(Directions for this task): Recast everything from the line containing "Wanted = one point per instance on the branch" down to the end of the entries, with both ends included, as a JSON list of strings. Use one string per line, skip blank lines, and leave the pictures out of the answer.

-- start of Records to use --

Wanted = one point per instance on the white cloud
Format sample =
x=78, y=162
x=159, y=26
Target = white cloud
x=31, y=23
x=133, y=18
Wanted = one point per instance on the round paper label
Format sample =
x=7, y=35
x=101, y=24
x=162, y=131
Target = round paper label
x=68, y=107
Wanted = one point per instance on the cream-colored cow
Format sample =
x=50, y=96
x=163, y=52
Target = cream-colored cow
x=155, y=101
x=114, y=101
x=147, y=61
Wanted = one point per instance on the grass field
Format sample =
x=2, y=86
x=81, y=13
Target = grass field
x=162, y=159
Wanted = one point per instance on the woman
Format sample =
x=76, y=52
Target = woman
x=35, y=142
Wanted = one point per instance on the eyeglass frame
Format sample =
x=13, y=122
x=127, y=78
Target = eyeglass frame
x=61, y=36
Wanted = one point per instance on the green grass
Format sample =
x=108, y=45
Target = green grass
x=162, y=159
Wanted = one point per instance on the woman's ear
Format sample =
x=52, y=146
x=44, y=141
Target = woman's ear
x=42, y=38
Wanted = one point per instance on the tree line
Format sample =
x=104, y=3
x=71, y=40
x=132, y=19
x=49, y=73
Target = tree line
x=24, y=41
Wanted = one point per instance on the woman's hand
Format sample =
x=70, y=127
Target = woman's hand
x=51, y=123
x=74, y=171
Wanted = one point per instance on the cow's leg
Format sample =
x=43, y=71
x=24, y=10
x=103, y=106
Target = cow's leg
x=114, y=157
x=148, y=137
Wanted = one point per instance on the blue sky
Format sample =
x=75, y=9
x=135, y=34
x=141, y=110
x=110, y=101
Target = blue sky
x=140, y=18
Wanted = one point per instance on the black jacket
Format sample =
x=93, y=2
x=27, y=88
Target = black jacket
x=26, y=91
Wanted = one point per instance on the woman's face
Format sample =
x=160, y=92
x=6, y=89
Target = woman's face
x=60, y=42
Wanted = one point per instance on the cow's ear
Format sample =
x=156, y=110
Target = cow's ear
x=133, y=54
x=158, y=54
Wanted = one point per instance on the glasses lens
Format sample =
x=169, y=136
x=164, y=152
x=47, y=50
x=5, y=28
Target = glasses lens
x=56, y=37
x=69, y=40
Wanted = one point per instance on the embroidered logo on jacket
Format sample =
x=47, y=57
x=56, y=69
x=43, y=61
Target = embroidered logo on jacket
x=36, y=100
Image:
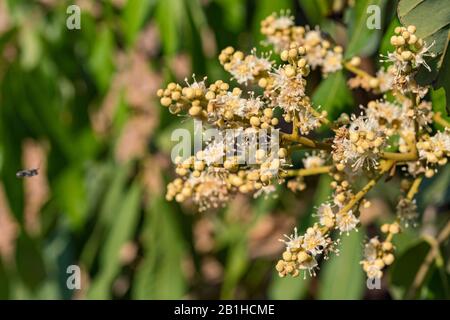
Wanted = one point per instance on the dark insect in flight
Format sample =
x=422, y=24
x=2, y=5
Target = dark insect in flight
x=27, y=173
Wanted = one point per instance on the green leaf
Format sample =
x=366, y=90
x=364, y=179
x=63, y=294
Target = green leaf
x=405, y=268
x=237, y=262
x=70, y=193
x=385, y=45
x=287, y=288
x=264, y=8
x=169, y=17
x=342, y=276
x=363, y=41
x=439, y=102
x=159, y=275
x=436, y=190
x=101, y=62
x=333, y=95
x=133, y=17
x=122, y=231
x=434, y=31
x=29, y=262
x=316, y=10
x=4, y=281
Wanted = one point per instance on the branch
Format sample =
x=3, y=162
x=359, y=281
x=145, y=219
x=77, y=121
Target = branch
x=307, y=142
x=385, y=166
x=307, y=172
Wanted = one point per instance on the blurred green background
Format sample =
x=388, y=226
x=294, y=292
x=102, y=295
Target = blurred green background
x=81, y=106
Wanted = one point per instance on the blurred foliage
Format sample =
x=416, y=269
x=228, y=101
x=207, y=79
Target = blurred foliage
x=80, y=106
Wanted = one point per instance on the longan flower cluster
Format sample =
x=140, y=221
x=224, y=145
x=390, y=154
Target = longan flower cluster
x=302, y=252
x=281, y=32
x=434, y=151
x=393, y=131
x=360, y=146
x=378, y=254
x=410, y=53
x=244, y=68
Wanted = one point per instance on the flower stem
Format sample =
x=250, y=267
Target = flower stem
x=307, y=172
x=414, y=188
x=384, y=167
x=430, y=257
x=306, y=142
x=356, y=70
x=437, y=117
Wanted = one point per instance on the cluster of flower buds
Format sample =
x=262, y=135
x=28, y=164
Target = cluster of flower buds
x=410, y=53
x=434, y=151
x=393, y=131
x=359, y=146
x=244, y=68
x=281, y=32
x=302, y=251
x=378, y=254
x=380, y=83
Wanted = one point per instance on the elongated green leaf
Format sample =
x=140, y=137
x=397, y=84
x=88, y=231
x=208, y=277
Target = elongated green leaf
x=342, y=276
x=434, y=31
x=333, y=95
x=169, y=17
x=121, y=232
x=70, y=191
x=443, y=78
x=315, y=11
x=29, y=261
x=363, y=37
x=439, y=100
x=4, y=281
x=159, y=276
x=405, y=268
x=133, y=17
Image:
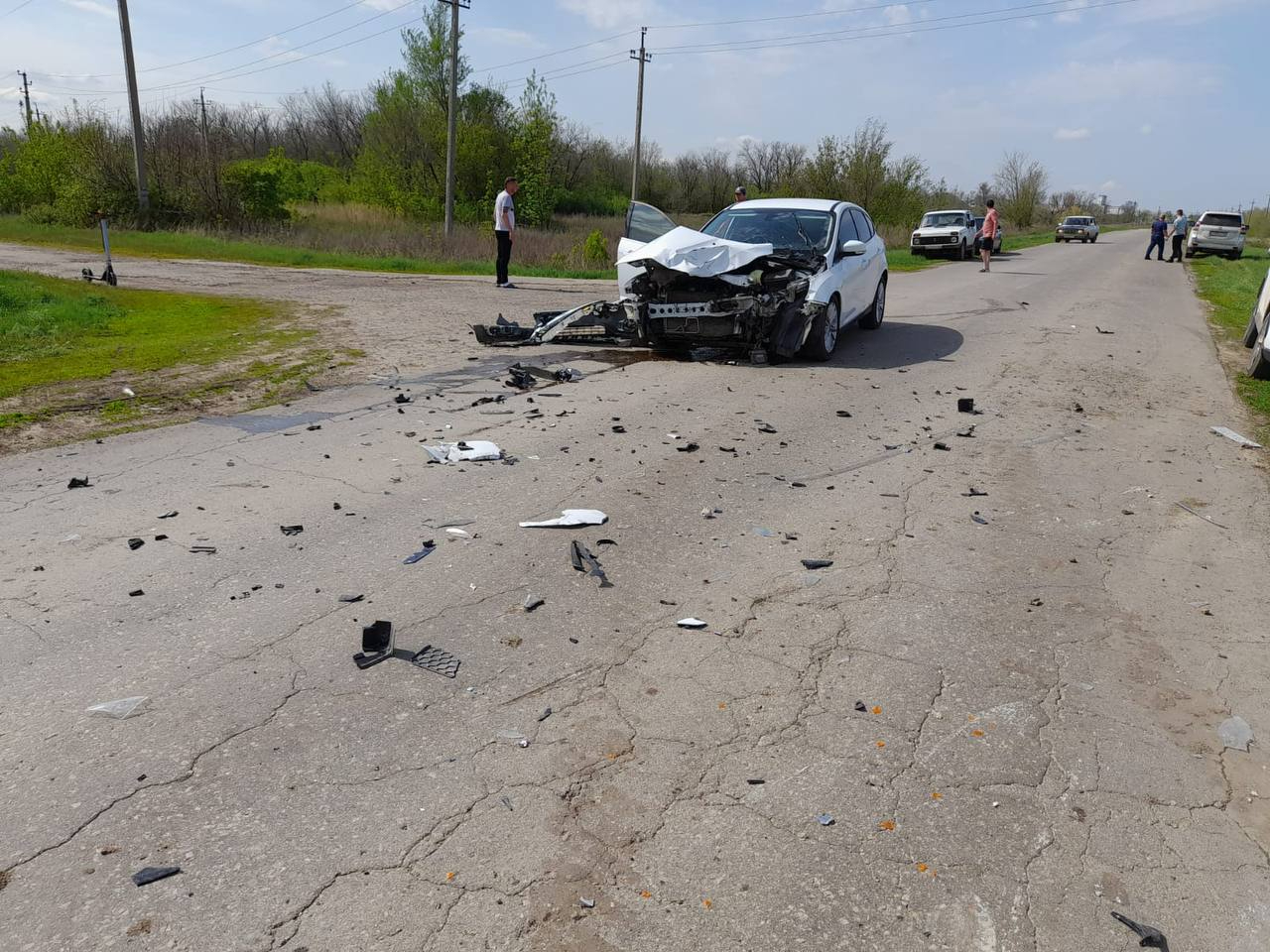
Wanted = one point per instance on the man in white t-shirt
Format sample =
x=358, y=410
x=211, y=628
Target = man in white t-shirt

-- end of Records to use --

(Exercise solution):
[
  "Wanted = one point per instance on the branch",
  "Format sample =",
  "x=3, y=162",
  "x=359, y=281",
  "x=145, y=219",
  "x=77, y=121",
  "Target = branch",
  "x=307, y=142",
  "x=385, y=166",
  "x=307, y=172",
  "Wanted = one point per instance on the blurred green background",
  "Format sample =",
  "x=388, y=226",
  "x=294, y=292",
  "x=102, y=295",
  "Target = blurred green background",
  "x=81, y=106",
  "Wanted = one point per instance on the blurred foliage",
  "Format sample =",
  "x=416, y=269",
  "x=228, y=101",
  "x=207, y=79",
  "Target = blurred foliage",
  "x=80, y=106",
  "Wanted = one point per instance on the longan flower cluster",
  "Format sample =",
  "x=140, y=221",
  "x=224, y=145",
  "x=390, y=154",
  "Target = longan flower cluster",
  "x=302, y=252",
  "x=281, y=32",
  "x=434, y=151",
  "x=393, y=131",
  "x=360, y=146",
  "x=378, y=254",
  "x=410, y=53",
  "x=244, y=68",
  "Wanted = one point per instance on the flower stem",
  "Format sample =",
  "x=250, y=267",
  "Target = flower stem",
  "x=307, y=172",
  "x=414, y=188",
  "x=384, y=167",
  "x=430, y=257",
  "x=306, y=142",
  "x=356, y=70",
  "x=437, y=117",
  "Wanted = one point per instance on the cluster of flower buds",
  "Format sample =",
  "x=262, y=135",
  "x=28, y=164",
  "Target = cluster of flower buds",
  "x=410, y=53",
  "x=434, y=151",
  "x=393, y=131",
  "x=359, y=146",
  "x=244, y=68",
  "x=281, y=32",
  "x=302, y=251",
  "x=378, y=254",
  "x=380, y=83",
  "Wanted = one point per instance on the elongated green leaf",
  "Format sample =",
  "x=140, y=137",
  "x=397, y=84",
  "x=88, y=231",
  "x=208, y=277",
  "Target = elongated green leaf",
  "x=342, y=276",
  "x=434, y=31",
  "x=333, y=95",
  "x=169, y=17",
  "x=121, y=232",
  "x=70, y=191",
  "x=443, y=78",
  "x=315, y=11",
  "x=29, y=261",
  "x=363, y=37",
  "x=439, y=100",
  "x=4, y=281",
  "x=159, y=276",
  "x=405, y=268",
  "x=133, y=17",
  "Image:",
  "Wanted = one point per instance on the man in white t-shirt",
  "Format sample =",
  "x=358, y=410",
  "x=211, y=628",
  "Target = man in white t-shirt"
]